━━━ Supplied data ━━━

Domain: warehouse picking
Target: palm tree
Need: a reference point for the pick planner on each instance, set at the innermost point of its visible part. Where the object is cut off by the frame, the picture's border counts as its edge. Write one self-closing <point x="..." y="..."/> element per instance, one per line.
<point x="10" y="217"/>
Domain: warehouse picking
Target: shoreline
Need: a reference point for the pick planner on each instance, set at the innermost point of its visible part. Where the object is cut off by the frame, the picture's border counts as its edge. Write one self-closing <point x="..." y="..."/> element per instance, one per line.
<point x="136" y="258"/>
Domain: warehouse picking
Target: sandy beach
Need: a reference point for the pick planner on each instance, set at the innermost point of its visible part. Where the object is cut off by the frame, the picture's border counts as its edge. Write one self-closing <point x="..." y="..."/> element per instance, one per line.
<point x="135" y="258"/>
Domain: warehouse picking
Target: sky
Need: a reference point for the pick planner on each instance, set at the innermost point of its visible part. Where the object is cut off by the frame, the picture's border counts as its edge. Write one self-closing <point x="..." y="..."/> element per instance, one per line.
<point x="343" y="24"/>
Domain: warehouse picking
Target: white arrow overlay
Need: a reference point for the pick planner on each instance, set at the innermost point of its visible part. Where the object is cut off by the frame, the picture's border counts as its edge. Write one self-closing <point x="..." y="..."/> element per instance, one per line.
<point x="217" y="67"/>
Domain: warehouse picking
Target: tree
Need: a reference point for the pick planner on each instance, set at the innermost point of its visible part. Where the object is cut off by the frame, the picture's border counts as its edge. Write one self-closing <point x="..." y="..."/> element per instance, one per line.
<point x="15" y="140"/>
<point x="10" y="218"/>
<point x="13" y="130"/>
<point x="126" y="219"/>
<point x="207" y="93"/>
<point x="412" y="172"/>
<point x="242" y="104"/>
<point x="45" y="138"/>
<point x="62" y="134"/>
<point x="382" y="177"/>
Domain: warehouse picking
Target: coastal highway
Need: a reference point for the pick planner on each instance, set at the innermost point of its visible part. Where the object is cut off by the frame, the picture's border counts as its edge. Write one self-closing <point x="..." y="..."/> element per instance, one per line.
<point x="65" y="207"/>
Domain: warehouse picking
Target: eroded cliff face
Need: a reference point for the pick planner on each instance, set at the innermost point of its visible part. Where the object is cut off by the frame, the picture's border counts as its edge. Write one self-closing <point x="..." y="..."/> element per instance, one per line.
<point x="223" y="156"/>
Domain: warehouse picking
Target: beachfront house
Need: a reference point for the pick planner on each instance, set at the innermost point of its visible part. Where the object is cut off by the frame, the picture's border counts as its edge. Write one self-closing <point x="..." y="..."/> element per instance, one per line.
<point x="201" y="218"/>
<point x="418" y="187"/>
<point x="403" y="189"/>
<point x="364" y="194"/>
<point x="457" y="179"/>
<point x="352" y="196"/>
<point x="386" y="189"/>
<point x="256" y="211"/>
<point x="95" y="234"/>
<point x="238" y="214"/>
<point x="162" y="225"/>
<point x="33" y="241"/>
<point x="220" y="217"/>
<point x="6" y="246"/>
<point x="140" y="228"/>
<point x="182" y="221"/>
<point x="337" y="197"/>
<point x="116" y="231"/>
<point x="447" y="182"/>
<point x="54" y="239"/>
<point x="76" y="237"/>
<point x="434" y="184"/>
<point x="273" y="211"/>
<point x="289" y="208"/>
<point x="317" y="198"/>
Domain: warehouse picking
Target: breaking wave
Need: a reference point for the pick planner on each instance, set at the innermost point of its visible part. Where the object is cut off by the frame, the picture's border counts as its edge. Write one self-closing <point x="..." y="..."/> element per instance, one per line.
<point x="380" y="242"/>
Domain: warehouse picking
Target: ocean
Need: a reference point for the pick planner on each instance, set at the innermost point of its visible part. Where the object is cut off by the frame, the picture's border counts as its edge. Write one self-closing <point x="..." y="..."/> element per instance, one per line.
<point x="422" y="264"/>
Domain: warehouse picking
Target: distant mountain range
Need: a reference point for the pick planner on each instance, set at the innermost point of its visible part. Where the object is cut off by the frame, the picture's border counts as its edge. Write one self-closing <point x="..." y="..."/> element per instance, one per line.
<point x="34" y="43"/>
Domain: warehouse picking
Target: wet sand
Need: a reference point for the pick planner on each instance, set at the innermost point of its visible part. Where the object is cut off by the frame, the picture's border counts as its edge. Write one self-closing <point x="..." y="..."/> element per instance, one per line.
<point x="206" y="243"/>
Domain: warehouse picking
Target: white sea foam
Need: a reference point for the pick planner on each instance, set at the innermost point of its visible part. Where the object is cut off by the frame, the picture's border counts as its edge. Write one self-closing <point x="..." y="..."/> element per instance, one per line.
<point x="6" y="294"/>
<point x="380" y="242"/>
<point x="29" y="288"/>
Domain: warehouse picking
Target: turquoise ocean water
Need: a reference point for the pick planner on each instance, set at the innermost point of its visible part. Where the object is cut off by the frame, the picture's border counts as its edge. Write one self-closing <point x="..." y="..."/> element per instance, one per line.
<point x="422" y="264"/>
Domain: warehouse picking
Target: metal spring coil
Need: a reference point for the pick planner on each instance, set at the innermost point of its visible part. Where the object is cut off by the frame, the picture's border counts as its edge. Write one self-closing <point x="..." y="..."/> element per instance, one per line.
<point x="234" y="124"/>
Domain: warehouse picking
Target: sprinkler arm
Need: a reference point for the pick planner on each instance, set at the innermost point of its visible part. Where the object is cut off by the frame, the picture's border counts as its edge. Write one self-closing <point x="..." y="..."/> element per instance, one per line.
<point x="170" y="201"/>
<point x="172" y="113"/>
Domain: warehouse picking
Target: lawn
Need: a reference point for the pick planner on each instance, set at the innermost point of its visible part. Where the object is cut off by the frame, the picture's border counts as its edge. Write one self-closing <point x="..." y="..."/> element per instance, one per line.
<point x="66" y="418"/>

━━━
━━━ Supplied data ━━━

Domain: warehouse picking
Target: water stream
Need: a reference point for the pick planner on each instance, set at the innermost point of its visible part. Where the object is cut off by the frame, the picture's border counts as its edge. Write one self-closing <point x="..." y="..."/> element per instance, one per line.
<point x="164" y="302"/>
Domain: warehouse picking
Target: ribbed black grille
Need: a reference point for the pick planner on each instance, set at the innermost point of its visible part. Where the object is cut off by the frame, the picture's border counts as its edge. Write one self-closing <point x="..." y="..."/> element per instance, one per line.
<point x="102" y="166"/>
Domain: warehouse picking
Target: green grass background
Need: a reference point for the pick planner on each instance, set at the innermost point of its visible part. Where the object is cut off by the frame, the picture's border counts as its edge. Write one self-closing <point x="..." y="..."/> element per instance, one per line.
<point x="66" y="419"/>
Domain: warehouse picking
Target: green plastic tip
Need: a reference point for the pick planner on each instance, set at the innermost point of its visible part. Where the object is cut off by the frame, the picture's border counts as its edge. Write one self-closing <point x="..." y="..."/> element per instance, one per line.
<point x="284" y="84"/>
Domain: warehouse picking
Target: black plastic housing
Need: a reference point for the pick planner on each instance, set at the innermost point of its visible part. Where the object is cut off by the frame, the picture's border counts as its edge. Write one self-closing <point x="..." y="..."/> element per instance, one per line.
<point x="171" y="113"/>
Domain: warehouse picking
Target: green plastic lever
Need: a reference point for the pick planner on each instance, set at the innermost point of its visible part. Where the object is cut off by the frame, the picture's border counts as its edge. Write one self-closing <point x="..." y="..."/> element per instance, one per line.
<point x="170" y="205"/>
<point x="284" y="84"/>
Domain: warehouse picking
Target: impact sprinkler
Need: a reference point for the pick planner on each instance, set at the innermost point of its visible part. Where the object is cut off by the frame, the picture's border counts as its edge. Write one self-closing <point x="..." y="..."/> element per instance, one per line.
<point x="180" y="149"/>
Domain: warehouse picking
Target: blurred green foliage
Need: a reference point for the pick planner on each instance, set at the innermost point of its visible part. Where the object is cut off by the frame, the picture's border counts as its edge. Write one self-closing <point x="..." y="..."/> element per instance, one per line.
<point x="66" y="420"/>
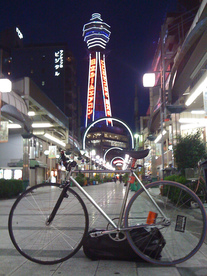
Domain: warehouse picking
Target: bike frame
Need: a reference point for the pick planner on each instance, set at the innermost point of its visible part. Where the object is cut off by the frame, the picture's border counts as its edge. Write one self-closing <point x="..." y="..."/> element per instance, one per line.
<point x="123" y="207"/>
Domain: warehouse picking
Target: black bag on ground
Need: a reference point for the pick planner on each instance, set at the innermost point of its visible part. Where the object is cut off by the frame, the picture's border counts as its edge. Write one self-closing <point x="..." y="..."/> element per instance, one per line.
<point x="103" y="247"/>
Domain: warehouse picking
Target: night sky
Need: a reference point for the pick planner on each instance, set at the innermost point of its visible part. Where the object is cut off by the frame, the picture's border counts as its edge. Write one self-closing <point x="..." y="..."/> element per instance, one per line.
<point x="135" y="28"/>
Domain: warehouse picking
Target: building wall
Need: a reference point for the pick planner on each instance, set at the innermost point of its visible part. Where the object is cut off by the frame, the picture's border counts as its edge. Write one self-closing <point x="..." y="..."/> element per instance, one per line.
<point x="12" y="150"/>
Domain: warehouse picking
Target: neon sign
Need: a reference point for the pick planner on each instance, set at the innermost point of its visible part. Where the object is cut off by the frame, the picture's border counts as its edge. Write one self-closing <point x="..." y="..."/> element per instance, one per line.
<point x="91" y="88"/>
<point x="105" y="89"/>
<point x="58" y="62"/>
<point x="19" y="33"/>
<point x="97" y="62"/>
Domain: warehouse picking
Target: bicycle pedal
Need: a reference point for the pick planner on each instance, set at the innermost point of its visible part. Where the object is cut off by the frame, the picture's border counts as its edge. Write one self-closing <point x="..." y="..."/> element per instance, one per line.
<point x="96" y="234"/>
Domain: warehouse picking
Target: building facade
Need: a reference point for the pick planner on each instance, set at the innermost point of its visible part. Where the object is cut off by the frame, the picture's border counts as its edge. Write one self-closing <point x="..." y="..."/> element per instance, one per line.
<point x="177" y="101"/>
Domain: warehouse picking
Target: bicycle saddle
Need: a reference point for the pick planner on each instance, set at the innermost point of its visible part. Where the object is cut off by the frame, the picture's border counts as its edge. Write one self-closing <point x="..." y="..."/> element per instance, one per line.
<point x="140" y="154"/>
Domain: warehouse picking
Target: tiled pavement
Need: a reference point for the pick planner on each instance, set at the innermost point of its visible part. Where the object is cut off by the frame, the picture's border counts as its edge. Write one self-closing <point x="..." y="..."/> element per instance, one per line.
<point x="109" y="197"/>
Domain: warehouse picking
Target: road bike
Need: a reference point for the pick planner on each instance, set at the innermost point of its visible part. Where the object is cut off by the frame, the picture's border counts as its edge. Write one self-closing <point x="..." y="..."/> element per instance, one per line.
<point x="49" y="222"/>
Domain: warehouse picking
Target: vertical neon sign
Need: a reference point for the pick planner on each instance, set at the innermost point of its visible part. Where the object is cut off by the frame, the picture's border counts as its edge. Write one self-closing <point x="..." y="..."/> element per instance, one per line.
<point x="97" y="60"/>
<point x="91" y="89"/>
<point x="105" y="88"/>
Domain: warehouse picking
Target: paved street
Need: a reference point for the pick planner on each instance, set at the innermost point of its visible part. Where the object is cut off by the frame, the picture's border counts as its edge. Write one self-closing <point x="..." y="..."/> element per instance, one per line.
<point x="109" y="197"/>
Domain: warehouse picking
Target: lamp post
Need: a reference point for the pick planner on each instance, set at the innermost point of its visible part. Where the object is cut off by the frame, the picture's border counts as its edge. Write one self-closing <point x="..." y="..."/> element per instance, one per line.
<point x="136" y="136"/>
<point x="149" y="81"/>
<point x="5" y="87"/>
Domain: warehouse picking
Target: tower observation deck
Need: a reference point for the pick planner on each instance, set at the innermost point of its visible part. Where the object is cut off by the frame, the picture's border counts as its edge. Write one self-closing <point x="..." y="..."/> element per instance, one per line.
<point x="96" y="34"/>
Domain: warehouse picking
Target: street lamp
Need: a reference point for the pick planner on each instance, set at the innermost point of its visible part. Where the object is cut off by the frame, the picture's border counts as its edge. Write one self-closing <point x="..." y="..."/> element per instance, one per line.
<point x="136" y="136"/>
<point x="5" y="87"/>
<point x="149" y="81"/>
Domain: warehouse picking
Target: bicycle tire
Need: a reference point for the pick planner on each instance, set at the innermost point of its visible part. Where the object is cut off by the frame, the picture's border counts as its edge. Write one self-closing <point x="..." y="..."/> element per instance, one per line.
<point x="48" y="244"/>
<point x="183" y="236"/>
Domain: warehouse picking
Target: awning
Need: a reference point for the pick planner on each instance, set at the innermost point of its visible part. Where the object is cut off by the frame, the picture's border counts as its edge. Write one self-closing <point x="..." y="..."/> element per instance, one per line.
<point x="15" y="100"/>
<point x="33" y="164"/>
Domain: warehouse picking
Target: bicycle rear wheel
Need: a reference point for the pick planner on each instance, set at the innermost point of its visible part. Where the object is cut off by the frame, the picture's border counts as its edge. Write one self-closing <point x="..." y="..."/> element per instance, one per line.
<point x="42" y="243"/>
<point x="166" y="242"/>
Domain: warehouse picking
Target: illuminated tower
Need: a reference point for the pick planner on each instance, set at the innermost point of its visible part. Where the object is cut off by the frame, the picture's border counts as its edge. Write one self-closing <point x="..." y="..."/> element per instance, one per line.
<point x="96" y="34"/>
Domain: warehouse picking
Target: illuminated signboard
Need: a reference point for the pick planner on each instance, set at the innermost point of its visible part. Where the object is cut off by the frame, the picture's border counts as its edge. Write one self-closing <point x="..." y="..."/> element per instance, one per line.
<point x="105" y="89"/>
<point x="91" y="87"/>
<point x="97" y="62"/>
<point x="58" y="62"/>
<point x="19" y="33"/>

━━━
━━━ Supplied data ━━━

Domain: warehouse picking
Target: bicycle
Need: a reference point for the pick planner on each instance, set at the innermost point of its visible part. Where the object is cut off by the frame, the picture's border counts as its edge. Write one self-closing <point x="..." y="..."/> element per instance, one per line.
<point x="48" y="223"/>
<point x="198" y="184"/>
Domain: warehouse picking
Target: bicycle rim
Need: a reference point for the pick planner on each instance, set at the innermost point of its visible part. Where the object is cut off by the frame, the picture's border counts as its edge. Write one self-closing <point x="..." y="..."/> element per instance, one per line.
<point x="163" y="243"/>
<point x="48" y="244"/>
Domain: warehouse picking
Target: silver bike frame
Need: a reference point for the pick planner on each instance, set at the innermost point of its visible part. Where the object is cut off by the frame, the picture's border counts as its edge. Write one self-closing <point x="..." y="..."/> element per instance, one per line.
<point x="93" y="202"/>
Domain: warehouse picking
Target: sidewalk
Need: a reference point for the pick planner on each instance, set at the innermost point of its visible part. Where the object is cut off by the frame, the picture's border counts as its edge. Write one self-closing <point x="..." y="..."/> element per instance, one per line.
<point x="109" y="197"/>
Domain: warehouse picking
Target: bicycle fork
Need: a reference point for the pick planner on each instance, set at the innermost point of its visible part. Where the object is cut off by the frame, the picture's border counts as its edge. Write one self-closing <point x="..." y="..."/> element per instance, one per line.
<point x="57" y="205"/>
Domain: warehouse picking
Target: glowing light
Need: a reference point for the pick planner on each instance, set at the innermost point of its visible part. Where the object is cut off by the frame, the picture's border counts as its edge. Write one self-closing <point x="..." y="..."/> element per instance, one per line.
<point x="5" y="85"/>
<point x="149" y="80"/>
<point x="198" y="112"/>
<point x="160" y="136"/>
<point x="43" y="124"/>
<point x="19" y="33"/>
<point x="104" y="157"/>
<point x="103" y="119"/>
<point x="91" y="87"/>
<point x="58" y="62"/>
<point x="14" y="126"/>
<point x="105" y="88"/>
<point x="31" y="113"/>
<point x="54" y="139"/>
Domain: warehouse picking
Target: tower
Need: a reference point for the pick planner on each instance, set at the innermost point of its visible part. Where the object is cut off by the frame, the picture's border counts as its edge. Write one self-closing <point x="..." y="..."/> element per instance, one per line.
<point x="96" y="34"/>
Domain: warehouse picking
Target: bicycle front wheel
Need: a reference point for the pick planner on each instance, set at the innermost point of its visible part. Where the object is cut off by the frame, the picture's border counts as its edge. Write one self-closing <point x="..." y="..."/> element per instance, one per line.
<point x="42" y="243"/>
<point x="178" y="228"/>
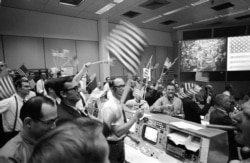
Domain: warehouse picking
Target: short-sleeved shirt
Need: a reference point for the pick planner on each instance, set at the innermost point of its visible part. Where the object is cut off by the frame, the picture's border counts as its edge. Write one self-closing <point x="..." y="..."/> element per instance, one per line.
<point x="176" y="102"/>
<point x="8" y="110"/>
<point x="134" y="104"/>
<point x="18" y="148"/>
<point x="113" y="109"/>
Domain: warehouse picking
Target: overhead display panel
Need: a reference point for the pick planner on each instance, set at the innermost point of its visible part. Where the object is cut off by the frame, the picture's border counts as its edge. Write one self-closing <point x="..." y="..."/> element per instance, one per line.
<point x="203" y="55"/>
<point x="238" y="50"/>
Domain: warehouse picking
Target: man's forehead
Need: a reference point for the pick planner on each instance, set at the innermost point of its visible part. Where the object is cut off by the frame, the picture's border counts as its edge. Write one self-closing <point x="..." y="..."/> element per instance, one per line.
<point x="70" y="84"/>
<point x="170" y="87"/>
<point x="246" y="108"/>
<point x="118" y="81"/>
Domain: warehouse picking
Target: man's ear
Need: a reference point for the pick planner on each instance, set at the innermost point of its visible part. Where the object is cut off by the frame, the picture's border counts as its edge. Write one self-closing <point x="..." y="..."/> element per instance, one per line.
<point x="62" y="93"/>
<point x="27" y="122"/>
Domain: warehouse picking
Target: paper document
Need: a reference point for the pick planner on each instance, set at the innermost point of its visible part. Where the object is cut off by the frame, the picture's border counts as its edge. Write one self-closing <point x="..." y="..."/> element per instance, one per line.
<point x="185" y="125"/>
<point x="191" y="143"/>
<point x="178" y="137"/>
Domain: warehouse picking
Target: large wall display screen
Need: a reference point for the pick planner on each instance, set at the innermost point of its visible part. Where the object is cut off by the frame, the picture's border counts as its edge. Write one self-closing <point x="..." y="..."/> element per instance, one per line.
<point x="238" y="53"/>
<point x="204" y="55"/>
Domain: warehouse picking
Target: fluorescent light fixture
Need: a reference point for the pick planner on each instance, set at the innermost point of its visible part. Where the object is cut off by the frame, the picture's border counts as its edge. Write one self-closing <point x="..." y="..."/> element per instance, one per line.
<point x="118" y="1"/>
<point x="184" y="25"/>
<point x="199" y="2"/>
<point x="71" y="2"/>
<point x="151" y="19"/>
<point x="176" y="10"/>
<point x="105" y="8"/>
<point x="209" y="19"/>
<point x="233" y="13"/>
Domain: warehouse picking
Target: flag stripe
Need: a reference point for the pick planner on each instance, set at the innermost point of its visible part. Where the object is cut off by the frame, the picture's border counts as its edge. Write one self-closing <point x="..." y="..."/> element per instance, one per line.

━━━

Aim — Gather every line of the dataset rows above that contains the string "bicycle", and copy each one in full. Case counts.

Solution to the problem —
Target: bicycle pedal
Target: bicycle saddle
Target: bicycle tire
Target: bicycle rear wheel
Target: bicycle
Target: bicycle rim
Target: bicycle fork
Target: bicycle front wheel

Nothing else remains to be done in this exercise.